### [Exercise passage]
....
Scientific journals are dealing with a flood of AI slop and with the release of Prism, the fear is that it’s only getting worse.
One of the long running themes we’ve been witnessing for the last while is the fact that generative AI is ruining pretty much everything. In fact, we’ve just been documenting all the ways generative AI is failing at everything.
At this point, we’re just compiling a list of examples of the many ways generative AI is failing. Those examples include lawyers getting in trouble for fake AI inserted citations in legal briefs, the CNET scandal, the Gannet Scandal, bad “journalism” predictions, fake news stories, more fake stories, Google recommending people eating rocks, the 15% success rate story, bad chess tactics, the Chicago Sun-Times scandal, a Canadian team submitting fake legal citations in their legal briefs, other attorneys submitting fake citation filled legal documents, the 91% failure rate story, AI deleting user data, the lawyer who got fined $10,000 over a bogus AI written legal brief, AI killing workplace productivity with workslop, AI having an 81% failure rate in summarizing news content, AI Overview giving out bad health advice, AI only being able to successfully complete 2.5% of commission work successfully at best, AI slowing software development down by 19%, AI hallucinating in even more court documents, and AI being bad at poker.
One of the things I’ve heard from people pushing AI is that while it is bad at producing content like art and documents, it is a boon for the scientific community, so there are practical uses of all of this. Even that argument isn’t necessarily entirely true. If there is dedicated AI for that stuff, maybe, but if we’re talking about generative AI, this is actually a major source of headaches for the scientific community. For scientific publications, there has been a sharp increase in generative AI slop being submitted for review. Given the slop in software development and in the legal community, retrospectively, this isn’t necessarily a surprise. If generative AI sucks at writing a legal document, journalism, and coding, why would scientific research be any different?
While things are bad now, there are fears that things could get much worse. OpenAI has apparently released a product called Prism. That is raising alarms within the scientific community. It’s not because there is a fear that scientific researchers would become an obsolete thing. In fact, it’s quite the opposite problem. The fear is that it could lead to even more AI slop that’s already flooding scientific publications. From ArsTechnica:
On Tuesday, OpenAI released a free AI-powered workspace for scientists. It’s called Prism, and it has drawn immediate skepticism from researchers who fear the tool will accelerate the already overwhelming flood of low-quality papers into scientific journals. The launch coincides with growing alarm among publishers about what many are calling “AI slop” in academic publishing.
....
### [What you need to do]
a: According to the article on AI slop in scientific journals, what did OpenAI release on Tuesday?
b: Transcribe the article on AI slop in scientific journals word for word, from "One of the things" up to and including "be any different?".
....
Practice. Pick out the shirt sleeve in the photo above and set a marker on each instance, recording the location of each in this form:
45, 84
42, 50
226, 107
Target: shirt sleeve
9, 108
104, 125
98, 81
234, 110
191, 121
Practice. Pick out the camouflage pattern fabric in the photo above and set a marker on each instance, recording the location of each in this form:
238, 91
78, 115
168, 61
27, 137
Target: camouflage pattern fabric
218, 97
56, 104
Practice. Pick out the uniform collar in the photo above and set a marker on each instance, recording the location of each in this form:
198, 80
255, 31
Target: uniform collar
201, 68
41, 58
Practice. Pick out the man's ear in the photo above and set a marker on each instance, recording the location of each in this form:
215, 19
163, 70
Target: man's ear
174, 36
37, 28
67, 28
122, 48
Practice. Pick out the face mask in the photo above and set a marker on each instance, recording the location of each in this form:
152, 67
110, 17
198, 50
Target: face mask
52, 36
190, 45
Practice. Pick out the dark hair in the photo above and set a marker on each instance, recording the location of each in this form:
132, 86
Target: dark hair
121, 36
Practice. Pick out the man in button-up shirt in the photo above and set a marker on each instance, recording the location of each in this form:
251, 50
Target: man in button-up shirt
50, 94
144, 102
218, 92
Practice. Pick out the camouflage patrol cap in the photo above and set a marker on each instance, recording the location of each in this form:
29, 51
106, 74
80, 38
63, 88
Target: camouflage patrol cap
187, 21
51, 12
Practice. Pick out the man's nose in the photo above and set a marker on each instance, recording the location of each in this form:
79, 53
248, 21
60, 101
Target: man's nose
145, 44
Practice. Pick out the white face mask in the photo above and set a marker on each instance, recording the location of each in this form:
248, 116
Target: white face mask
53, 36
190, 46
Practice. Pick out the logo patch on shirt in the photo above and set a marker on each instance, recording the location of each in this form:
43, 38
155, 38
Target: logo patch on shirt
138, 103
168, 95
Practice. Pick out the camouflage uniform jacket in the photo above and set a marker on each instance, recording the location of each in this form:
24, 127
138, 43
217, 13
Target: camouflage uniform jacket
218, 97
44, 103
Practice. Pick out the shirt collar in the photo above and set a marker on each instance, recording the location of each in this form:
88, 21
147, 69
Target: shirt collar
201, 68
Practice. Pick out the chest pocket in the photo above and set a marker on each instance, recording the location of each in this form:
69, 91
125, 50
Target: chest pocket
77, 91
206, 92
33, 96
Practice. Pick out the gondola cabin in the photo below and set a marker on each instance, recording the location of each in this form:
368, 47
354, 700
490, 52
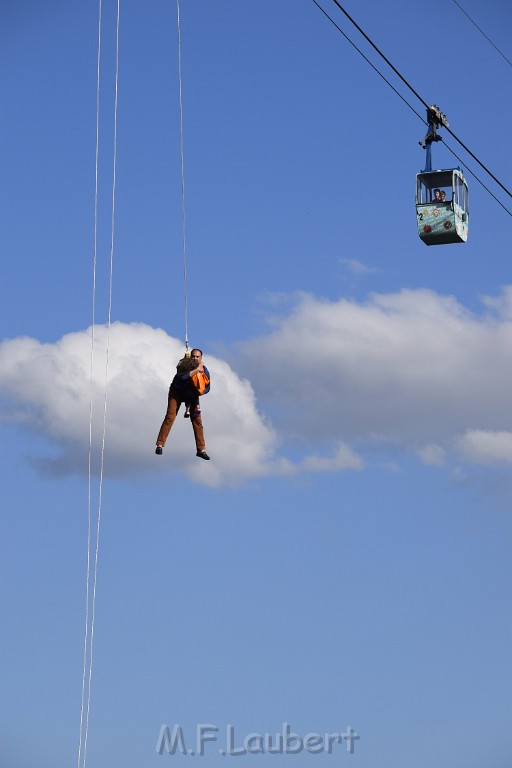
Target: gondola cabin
442, 209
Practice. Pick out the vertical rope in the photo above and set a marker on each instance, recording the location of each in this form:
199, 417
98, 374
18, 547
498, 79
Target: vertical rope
88, 646
183, 228
93, 323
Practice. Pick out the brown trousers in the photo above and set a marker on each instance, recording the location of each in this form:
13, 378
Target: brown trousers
173, 406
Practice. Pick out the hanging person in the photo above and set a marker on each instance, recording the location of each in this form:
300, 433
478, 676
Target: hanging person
185, 387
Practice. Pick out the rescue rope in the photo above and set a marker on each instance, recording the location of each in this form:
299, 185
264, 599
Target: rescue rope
90, 615
183, 227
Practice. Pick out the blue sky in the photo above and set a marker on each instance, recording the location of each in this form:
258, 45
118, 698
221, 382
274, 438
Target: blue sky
343, 560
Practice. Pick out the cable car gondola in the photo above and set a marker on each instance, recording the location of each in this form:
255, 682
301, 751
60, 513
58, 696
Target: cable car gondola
442, 210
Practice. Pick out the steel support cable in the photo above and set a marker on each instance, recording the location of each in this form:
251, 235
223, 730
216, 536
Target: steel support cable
482, 32
409, 105
395, 70
93, 325
88, 646
182, 153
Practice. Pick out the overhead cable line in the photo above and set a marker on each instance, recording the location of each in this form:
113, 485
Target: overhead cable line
347, 38
482, 32
395, 70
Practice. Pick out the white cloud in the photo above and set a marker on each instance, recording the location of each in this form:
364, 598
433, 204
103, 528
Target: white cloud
412, 369
46, 387
485, 447
357, 267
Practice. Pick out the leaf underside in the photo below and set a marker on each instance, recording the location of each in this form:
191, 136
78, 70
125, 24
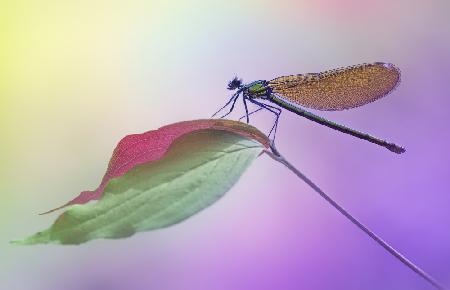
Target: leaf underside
198, 169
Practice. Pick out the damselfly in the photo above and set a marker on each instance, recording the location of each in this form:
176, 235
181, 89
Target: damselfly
332, 90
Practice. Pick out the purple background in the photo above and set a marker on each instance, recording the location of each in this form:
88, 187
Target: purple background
76, 77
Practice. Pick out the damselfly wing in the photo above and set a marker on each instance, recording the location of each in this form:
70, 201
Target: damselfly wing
337, 89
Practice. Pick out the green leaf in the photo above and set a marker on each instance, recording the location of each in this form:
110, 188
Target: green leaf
198, 169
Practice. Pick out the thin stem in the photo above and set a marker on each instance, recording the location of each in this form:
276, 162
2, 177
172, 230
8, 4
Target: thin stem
274, 154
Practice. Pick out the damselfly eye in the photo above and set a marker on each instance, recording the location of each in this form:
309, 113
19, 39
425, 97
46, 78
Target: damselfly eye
234, 84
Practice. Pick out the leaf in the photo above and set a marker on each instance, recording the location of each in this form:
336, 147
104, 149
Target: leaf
137, 149
196, 170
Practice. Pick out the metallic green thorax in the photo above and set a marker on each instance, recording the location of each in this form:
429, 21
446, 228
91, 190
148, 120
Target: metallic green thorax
258, 89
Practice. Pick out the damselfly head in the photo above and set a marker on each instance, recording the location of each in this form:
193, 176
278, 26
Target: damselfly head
234, 84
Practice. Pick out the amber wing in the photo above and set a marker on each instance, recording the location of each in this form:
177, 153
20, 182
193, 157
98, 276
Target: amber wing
338, 89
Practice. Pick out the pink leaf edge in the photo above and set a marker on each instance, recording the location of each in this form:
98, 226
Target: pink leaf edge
137, 149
....
### [Exercise responses]
a: A free AI-powered workspace for scientists called Prism.

b:
One of the things I’ve heard from people pushing AI is that while it is bad at producing content like art and documents, it is a boon for the scientific community, so there are practical uses of all of this. Even that argument isn’t necessarily entirely true. If there is dedicated AI for that stuff, maybe, but if we’re talking about generative AI, this is actually a major source of headaches for the scientific community. For scientific publications, there has been a sharp increase in generative AI slop being submitted for review. Given the slop in software development and in the legal community, retrospectively, this isn’t necessarily a surprise. If generative AI sucks at writing a legal document, journalism, and coding, why would scientific research be any different?